Why we stopped using Vault & GoCD

I’m a huge fan of Hashicorp Vault — it’s really well designed, and some of the capabilities around dynamic credentials are excellent, and provide a real step forward in credential management. GoCD was the tool of choice for years, and provided plenty of advanced functionality, like Value Stream Mapping, inter-pipeline dependencies, and elastic agents. But towards the end of my tenure at Livescore, we decided to stop using them both. Here’s how and why that came about.

Shortly after joining livescore’s newly formed data department, we needed some new infrastructure. We needed at least:

  • CI/CD tools — we used GoCD, as the few engineers we had were familiar with it, and everyone was comfortable
  • Airflow for automating our new ETL processes
  • Elasticsearch and Kibana to collect logs from our production applications and feedback to ops teams
  • A few pieces of custom software we had developed for complex data reconciliation
  • A few processes deployed via Cloud Run into our cluster
  • Somewhere secure to store our passwords and API tokens for various services

Having good hands-on experience with kubernetes and GCP, and being in the fortunate position of being almost entirely cloud native, I was thrilled to get to deploy all of this, on a fancy autoscaling GKE cluster, which I felt comfortable depending on, after performing load testing.

I set up authentication with Okta and kubernetes, and installed the Vault secret auto-injector into the various clusters we were running, to make it easier for developers to get secrets injected into their pods. I even created CI/CD pipeline to manage vault policies, roles, and permissions from a git repo.

We were set up for the latest and greatest in secret management, and had advanced capabilities for CI/CD. So why did we abandon them?

# Data supplied
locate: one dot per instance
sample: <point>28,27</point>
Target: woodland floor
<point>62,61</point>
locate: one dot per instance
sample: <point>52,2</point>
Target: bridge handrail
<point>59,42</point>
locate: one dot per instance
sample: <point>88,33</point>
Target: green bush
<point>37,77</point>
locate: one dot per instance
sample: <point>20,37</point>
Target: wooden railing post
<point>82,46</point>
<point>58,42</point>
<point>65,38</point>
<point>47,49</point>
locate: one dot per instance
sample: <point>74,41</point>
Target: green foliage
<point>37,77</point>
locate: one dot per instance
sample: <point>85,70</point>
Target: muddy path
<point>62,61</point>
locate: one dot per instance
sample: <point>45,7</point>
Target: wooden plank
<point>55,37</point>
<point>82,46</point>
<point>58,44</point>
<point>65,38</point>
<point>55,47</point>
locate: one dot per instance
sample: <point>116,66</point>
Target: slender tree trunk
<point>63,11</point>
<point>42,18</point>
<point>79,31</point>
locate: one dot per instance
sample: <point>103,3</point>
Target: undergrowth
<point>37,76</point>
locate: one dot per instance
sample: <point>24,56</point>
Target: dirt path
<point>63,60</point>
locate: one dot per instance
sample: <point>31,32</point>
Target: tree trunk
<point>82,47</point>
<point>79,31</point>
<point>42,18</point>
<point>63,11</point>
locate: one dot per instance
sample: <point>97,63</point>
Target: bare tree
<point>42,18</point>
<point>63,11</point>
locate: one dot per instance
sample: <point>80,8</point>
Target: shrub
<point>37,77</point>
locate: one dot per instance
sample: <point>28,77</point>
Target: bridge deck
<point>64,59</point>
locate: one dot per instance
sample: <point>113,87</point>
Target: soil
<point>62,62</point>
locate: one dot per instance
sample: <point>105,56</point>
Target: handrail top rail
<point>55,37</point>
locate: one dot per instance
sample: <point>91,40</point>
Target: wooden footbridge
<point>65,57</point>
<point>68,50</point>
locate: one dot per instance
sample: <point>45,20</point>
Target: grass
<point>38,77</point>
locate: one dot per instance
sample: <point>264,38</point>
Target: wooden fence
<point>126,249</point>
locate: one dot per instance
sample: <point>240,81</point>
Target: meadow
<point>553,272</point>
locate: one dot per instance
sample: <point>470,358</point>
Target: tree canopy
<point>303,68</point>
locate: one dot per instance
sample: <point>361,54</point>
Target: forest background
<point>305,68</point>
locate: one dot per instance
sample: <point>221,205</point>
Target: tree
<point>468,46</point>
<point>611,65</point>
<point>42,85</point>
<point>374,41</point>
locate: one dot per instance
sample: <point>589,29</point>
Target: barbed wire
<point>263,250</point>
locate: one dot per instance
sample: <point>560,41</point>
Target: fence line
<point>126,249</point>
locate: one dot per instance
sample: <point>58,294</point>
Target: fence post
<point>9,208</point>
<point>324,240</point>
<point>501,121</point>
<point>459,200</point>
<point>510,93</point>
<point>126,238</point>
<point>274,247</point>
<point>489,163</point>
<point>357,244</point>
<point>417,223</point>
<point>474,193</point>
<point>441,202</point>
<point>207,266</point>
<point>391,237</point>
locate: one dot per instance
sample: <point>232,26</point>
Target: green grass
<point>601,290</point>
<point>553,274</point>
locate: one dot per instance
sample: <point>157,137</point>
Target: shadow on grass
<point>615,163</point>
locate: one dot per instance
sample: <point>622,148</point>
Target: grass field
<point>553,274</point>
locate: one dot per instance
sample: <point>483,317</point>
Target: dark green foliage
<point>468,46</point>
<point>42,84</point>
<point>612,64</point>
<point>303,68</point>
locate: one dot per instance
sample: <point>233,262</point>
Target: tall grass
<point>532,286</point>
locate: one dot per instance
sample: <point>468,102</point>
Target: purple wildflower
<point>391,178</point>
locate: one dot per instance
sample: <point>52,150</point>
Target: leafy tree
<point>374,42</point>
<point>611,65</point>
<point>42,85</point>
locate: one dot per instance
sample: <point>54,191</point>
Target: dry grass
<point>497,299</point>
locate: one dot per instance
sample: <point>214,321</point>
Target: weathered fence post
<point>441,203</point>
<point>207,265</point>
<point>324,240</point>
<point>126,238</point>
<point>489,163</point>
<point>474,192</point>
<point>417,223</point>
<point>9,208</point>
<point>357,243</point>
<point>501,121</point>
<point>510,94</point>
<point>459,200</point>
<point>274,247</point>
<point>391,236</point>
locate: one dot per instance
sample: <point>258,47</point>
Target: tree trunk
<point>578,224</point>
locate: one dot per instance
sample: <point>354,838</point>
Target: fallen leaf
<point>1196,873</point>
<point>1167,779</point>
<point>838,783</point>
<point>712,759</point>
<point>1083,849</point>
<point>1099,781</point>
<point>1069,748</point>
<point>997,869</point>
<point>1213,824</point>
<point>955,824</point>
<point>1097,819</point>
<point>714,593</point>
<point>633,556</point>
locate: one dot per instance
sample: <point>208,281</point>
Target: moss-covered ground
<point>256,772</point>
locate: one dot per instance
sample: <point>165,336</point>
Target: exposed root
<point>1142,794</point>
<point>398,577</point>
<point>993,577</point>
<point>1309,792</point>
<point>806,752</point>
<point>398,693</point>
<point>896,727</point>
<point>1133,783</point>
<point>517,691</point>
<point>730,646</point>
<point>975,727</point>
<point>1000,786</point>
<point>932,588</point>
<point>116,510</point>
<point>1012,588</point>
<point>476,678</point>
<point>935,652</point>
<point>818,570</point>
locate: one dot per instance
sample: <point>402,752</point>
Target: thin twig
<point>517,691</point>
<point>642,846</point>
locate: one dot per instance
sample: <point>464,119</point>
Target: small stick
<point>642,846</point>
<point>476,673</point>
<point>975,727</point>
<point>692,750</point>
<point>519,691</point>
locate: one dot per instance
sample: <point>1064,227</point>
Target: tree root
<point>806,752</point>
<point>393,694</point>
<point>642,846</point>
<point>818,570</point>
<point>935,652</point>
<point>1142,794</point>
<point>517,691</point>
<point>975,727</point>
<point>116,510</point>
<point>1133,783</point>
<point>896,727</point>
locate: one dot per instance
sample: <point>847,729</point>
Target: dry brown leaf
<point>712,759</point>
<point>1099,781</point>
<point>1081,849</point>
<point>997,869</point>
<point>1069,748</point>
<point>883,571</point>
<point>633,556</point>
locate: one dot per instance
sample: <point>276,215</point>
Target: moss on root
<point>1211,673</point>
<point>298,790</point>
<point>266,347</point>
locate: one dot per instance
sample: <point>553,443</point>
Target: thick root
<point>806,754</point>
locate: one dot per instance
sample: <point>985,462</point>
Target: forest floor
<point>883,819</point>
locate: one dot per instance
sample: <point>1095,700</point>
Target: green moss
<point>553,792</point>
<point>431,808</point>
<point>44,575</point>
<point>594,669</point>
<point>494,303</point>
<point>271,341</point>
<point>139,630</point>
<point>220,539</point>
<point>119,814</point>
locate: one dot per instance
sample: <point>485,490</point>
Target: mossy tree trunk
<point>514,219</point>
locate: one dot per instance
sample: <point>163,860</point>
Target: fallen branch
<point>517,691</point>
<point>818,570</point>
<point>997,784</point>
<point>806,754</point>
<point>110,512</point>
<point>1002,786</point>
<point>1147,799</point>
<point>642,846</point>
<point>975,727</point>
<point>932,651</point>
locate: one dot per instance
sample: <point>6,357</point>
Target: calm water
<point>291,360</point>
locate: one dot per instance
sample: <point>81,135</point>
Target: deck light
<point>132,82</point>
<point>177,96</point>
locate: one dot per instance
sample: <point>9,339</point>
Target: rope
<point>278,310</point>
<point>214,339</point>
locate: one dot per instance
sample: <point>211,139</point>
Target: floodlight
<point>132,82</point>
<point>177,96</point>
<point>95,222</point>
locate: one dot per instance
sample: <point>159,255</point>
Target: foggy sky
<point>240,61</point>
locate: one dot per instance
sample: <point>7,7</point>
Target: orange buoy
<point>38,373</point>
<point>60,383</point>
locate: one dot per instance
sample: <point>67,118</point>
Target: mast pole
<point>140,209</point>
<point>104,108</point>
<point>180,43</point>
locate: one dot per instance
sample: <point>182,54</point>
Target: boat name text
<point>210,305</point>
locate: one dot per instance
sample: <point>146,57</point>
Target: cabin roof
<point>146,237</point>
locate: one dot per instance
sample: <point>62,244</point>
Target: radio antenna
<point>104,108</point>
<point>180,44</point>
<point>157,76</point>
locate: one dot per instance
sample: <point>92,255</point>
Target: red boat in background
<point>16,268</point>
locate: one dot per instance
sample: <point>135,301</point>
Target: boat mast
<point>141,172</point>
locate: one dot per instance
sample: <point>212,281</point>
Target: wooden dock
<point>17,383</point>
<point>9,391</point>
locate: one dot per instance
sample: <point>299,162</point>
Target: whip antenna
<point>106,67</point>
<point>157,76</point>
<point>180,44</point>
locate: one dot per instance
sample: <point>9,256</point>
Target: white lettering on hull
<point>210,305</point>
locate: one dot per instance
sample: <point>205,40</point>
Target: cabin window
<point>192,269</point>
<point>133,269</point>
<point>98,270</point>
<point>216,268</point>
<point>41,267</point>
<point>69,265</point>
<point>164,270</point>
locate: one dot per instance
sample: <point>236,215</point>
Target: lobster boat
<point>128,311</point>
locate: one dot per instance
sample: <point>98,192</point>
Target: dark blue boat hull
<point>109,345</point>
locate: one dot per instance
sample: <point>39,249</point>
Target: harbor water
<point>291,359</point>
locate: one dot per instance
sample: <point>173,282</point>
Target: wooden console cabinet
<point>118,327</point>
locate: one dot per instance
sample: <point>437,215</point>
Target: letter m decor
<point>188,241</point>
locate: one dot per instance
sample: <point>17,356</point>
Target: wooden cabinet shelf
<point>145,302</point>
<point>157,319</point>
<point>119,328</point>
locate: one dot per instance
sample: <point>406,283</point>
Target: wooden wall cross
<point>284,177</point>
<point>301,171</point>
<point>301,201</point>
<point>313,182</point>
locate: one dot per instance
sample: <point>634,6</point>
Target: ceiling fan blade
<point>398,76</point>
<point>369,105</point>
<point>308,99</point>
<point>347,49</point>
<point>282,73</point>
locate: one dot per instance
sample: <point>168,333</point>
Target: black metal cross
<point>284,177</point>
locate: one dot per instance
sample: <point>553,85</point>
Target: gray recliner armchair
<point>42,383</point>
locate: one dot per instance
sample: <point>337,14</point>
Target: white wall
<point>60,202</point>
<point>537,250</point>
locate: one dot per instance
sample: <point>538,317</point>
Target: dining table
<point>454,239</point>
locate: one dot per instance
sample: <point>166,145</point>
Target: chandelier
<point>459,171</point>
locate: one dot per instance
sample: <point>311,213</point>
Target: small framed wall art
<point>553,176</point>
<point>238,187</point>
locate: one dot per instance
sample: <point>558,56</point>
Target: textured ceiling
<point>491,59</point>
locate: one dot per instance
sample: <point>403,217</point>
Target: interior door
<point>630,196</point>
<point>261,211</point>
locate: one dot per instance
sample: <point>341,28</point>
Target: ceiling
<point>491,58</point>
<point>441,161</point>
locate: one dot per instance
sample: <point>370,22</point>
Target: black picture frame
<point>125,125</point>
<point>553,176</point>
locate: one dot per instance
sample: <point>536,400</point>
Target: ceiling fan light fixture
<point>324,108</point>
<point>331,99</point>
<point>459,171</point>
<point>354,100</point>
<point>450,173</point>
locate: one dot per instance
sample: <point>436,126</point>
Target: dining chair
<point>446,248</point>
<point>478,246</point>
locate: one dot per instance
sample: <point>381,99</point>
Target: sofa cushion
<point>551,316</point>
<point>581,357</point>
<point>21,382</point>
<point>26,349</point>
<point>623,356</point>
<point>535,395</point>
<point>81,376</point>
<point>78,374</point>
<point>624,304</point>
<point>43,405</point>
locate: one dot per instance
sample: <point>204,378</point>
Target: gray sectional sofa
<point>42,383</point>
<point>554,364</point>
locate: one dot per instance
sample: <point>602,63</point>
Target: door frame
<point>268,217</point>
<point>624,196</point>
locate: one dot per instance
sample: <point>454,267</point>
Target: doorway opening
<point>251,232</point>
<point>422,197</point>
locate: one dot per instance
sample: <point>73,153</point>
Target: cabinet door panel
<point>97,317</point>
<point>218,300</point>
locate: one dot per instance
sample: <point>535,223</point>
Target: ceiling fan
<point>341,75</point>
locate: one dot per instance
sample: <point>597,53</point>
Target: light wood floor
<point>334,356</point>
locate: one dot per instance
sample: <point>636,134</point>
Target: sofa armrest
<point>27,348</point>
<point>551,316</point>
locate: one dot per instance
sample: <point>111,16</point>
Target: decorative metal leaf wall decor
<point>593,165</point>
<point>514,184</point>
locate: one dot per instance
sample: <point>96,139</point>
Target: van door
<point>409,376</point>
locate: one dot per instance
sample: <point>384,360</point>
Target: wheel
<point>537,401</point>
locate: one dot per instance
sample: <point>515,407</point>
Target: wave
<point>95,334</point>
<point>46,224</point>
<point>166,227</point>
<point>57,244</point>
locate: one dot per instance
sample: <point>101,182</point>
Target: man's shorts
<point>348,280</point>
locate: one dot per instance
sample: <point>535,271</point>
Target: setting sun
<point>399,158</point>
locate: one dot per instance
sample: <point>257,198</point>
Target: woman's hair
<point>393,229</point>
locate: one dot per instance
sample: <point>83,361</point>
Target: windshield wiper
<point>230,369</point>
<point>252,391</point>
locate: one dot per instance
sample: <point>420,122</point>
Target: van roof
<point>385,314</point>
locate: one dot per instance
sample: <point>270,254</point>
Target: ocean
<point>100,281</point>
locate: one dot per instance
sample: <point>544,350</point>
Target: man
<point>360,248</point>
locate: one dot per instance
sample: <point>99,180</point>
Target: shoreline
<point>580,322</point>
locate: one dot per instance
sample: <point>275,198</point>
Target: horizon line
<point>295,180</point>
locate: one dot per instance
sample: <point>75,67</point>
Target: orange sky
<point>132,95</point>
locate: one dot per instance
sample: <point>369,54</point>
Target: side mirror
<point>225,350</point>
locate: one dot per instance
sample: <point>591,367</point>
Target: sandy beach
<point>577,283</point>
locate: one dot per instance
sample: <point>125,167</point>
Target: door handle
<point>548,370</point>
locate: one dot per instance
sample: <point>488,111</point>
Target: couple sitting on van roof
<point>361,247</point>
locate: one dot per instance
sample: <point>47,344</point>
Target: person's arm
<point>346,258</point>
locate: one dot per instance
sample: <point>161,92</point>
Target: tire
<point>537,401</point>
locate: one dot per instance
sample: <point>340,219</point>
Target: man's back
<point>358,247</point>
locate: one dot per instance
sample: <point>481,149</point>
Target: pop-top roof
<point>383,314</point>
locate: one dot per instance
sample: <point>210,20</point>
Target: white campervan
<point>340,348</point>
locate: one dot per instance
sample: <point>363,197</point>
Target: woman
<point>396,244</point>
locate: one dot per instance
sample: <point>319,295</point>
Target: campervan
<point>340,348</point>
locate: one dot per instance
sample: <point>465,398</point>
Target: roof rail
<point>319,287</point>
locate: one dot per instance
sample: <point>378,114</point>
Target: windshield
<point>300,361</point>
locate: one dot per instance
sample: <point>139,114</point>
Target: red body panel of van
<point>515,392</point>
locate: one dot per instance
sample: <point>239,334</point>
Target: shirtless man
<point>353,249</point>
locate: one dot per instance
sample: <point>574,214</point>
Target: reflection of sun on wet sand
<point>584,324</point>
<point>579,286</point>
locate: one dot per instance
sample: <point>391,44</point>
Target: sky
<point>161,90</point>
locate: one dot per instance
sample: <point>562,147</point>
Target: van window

# Written exercise 1
Check each statement against the article on dropping Vault and GoCD, answering yes or no and quoting the exact words of the article that decide it: (a) GoCD was picked because the team's few engineers already knew it. (b) Everything was deployed on an AWS cluster. (c) Vault policies, roles, and permissions were managed from a git repo through a CI/CD pipeline.
# Written exercise 2
Carry the article on dropping Vault and GoCD forward from its final sentence.
You won't need the entries for anything here.

# Expected answer 1
(a) Yes: "we used GoCD, as the few engineers we had were familiar with it"
(b) No: "on a fancy autoscaling GKE cluster"
(c) Yes: "I even created CI/CD pipeline to manage vault policies, roles, and permissions from a git repo."

# Expected answer 2
Github Actions

At first, I wasn’t massively sold on the idea of GitHub actions, they looked fine, but we were reasonably happy with GoCD, in that we knew how to use it to do what we wanted, and had tons of pipelines in there already — moving would require a fair bit of effort. But the developer experience again with these was excellent — I created my first pipeline entirely in the UI, even authenticating with GCP, and it worked first time. I was shocked at how easy it was, and decided that should be our go to option from then on. After agreeing, I personally migrated all pipelines from GoCD to github actions, and we decommission GoCD. What I liked so much about this CI/CD tool was that it was built into our version control system — there was no complexity in joining the tools together.

With this change over, we were no longer using Vault for pipeline secrets — github actions had a primitive capability for storing and using secrets. It wasn’t amazing, but our pipelines weren’t amazingly complex with large Value Stream Maps, so it just about managed for us.

Running everything cloud native

  • for little things, we used cloud functions as the glue between workflows
  • for serving APIs, we used app engine or cloud run
  • For other software that wasn’t so easy to deploy in these models, we sometimes used compute engine.
  • For major data processing, we used dataflow
  • For workflow orchestration, we had google cloud composer
  • Now for deployment we’ve got github actions

After departing gamesys’ on-premise github, we now had no ties to physical infrastructure for on premise workloads.

But developers didn’t really take to Vault — even though I ran sessions explaining the what, why and how, and shared confluence articles about our setup. Developers would ask about secret management, and I’d explain about Vault, and their faces dropped to form an expression that I interpreted as “but I just wanted to deploy my thing, not learn all this other stuff”.

We eventually decided to move to a managed version of Elasticsearch, as we didn’t have the necessary skills to manage it, and didn’t want to invest in them.

Google Cloud Secret Manager

It turns out, that when you run your software on Dataflow, Cloud Functions, or other managed services, they already come with a strong identity using GCP service accounts, and it’s very easy to get secrets using their library. We can also manage IAM permissions based on individual secrets.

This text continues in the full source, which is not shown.